(Pointing and labeling records)
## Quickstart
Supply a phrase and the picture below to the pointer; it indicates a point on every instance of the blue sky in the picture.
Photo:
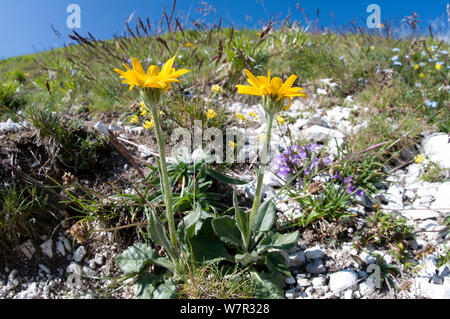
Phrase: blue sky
(25, 25)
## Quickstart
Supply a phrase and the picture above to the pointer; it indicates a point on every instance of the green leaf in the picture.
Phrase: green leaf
(264, 218)
(146, 285)
(208, 249)
(226, 229)
(158, 235)
(224, 178)
(167, 290)
(242, 222)
(134, 258)
(268, 285)
(276, 263)
(191, 219)
(277, 241)
(246, 258)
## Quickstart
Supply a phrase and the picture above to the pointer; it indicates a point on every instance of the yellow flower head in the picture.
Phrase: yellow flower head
(210, 114)
(217, 89)
(134, 119)
(419, 159)
(154, 78)
(274, 88)
(280, 120)
(254, 115)
(149, 124)
(241, 117)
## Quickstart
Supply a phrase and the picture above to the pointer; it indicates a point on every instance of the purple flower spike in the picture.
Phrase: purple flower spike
(314, 163)
(350, 189)
(337, 176)
(307, 171)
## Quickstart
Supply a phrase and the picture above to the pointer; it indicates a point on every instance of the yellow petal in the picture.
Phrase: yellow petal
(245, 89)
(252, 79)
(289, 82)
(152, 70)
(167, 66)
(137, 66)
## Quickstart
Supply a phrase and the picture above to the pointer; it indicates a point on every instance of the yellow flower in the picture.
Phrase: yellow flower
(241, 117)
(273, 88)
(149, 124)
(217, 89)
(210, 114)
(419, 159)
(280, 120)
(134, 119)
(253, 115)
(154, 78)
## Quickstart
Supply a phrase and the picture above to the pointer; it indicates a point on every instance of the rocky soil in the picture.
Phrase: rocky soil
(318, 270)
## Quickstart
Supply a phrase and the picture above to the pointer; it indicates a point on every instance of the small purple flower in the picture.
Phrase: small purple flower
(313, 147)
(307, 171)
(326, 160)
(337, 176)
(348, 180)
(314, 163)
(350, 188)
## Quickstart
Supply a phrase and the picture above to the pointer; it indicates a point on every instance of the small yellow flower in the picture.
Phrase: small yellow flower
(154, 78)
(148, 125)
(273, 88)
(241, 117)
(280, 120)
(217, 89)
(419, 159)
(254, 115)
(210, 114)
(134, 119)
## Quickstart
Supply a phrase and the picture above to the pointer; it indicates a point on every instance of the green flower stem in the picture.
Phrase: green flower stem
(164, 175)
(257, 201)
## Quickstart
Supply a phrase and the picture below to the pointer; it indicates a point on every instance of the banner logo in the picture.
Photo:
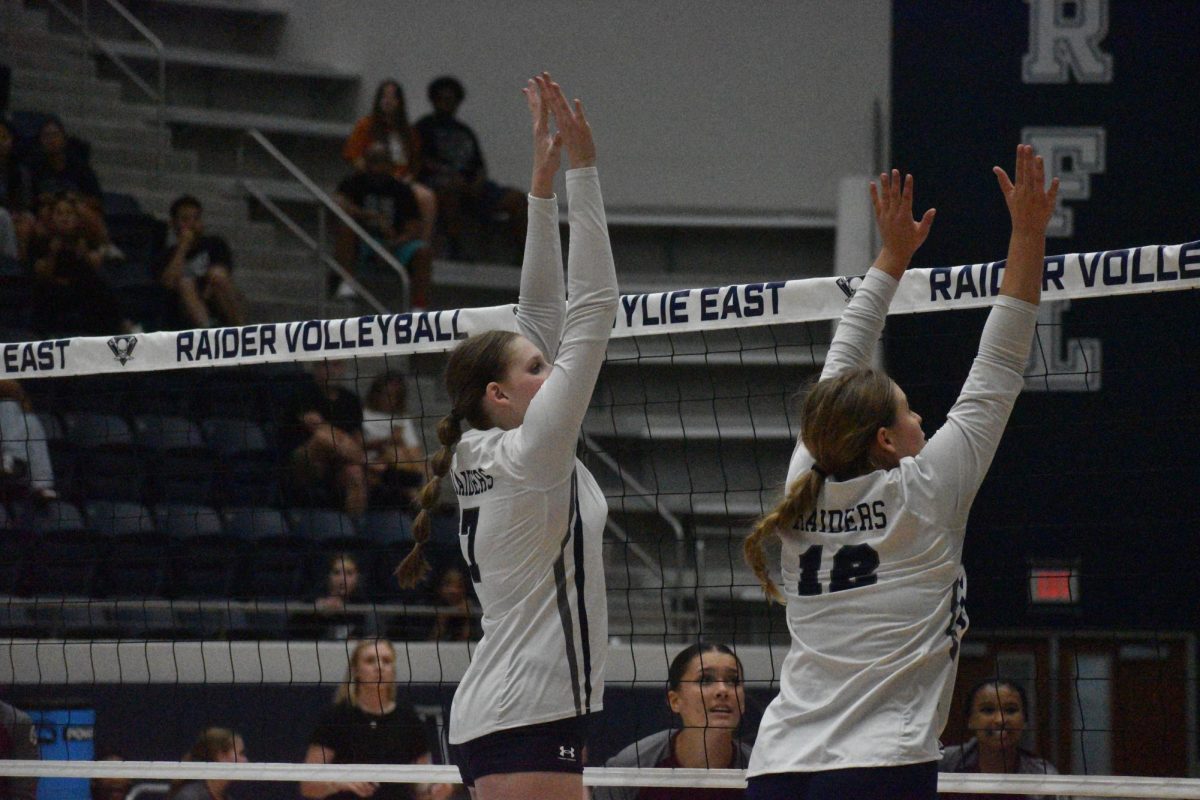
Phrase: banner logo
(1065, 40)
(123, 347)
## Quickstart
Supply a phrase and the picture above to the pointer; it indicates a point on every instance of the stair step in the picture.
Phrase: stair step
(57, 102)
(229, 61)
(31, 80)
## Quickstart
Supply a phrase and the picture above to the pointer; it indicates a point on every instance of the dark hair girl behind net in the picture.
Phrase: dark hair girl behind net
(839, 420)
(473, 365)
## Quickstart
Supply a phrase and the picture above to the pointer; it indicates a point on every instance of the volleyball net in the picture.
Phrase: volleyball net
(185, 546)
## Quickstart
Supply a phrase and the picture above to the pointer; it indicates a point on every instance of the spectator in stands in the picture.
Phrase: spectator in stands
(705, 687)
(453, 164)
(367, 725)
(198, 268)
(18, 740)
(996, 717)
(321, 433)
(387, 209)
(394, 449)
(455, 620)
(109, 788)
(24, 457)
(343, 583)
(213, 745)
(61, 166)
(388, 124)
(71, 294)
(15, 191)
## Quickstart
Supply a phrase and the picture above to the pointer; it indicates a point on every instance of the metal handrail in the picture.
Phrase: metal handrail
(322, 197)
(160, 96)
(324, 258)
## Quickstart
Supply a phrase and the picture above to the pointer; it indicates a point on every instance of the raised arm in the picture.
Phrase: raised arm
(543, 301)
(863, 319)
(961, 451)
(551, 426)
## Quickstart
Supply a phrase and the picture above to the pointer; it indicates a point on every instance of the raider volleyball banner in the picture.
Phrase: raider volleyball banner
(1155, 268)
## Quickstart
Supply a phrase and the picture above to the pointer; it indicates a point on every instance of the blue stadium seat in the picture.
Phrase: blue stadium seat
(137, 566)
(323, 525)
(256, 523)
(387, 525)
(273, 571)
(119, 517)
(93, 429)
(168, 433)
(63, 564)
(187, 521)
(57, 516)
(231, 437)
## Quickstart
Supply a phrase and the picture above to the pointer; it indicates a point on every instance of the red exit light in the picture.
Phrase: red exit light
(1057, 585)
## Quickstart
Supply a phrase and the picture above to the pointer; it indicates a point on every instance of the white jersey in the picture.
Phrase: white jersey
(874, 579)
(532, 516)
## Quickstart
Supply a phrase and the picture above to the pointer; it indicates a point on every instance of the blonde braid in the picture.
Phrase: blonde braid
(801, 498)
(414, 566)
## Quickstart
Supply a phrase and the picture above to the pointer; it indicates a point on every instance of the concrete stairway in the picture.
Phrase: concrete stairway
(55, 72)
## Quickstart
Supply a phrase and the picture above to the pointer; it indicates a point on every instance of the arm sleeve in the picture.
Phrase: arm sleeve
(958, 456)
(545, 441)
(541, 306)
(861, 324)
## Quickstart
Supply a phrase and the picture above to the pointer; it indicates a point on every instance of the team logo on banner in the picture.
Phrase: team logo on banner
(849, 286)
(123, 347)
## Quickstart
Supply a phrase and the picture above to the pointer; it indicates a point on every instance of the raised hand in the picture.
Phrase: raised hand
(546, 145)
(1030, 203)
(903, 235)
(573, 125)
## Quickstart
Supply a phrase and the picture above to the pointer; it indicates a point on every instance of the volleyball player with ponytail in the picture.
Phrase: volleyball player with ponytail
(873, 528)
(532, 516)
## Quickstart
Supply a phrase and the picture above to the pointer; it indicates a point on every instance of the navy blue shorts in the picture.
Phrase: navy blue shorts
(547, 747)
(907, 782)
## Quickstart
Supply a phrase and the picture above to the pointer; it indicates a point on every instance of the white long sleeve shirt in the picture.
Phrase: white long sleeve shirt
(874, 581)
(532, 516)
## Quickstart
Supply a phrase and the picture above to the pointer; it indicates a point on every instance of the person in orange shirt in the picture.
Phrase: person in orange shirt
(388, 124)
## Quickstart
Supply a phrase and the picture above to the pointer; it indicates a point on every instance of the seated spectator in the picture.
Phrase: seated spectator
(24, 456)
(61, 166)
(387, 209)
(367, 725)
(109, 788)
(71, 294)
(321, 433)
(198, 268)
(395, 455)
(706, 690)
(996, 719)
(455, 620)
(453, 164)
(213, 745)
(15, 197)
(388, 124)
(18, 741)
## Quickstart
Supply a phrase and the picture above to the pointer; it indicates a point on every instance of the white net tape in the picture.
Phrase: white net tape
(1140, 270)
(1035, 785)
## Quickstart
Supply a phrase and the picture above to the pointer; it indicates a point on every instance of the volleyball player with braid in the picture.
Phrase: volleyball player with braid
(873, 527)
(532, 516)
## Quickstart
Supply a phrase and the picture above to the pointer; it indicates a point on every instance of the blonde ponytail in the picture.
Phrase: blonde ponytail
(414, 566)
(801, 498)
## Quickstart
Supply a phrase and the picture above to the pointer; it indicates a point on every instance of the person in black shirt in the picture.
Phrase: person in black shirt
(453, 164)
(367, 725)
(198, 268)
(321, 434)
(387, 208)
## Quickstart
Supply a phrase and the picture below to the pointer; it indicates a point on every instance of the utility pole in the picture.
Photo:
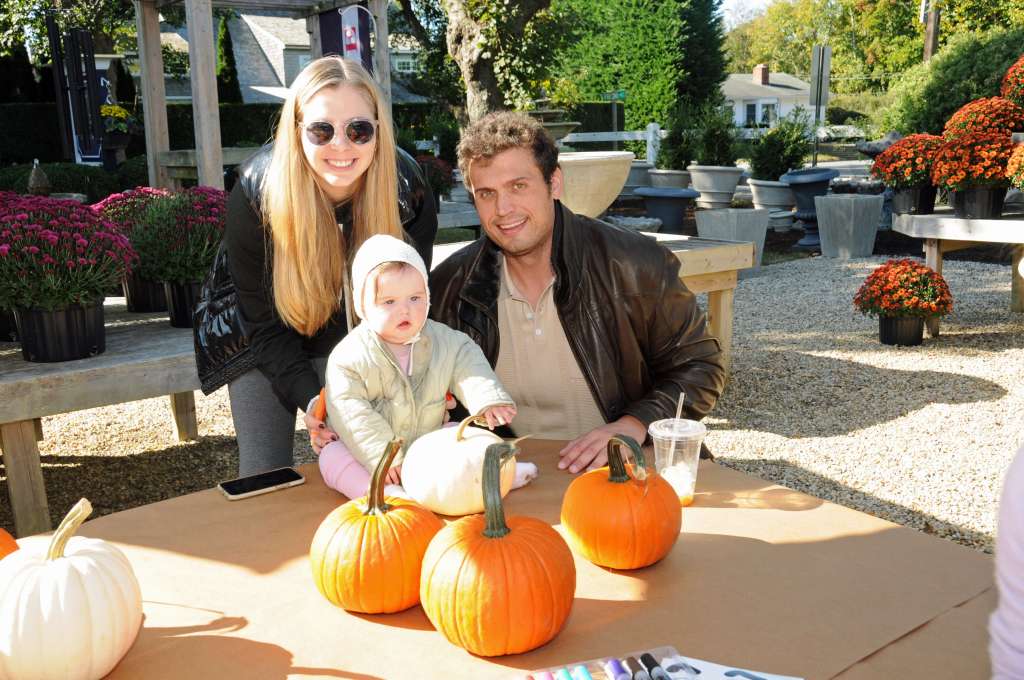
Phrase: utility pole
(930, 15)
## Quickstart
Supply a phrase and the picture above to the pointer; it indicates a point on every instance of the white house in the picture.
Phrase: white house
(763, 97)
(271, 49)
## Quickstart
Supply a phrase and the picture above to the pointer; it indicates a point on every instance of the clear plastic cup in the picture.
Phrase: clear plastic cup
(677, 452)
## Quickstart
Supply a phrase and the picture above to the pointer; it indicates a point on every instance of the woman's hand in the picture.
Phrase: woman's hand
(500, 415)
(320, 433)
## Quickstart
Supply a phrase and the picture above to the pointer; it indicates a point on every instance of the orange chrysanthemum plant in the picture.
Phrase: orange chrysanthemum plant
(976, 159)
(1013, 82)
(1015, 167)
(908, 162)
(904, 288)
(988, 115)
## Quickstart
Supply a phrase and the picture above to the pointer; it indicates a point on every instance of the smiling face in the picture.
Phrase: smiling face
(340, 164)
(515, 205)
(396, 307)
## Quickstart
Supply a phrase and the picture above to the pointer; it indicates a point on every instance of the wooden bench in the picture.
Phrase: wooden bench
(144, 357)
(944, 232)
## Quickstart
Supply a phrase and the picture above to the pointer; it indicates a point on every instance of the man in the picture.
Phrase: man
(587, 325)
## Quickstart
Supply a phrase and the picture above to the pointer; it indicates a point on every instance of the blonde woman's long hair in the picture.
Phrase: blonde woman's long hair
(310, 256)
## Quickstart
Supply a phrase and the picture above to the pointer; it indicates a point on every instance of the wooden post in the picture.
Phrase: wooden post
(1017, 284)
(202, 67)
(154, 94)
(382, 54)
(312, 28)
(932, 32)
(25, 478)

**Task statement**
Which lines in the records above contain the word "soil"? Copy each of those lines.

**Solution to the problem**
Supply a phrase and the picture above to the pointer; it indicates a point on every instance of the rocky soil in the picture.
Phrase: rocky soil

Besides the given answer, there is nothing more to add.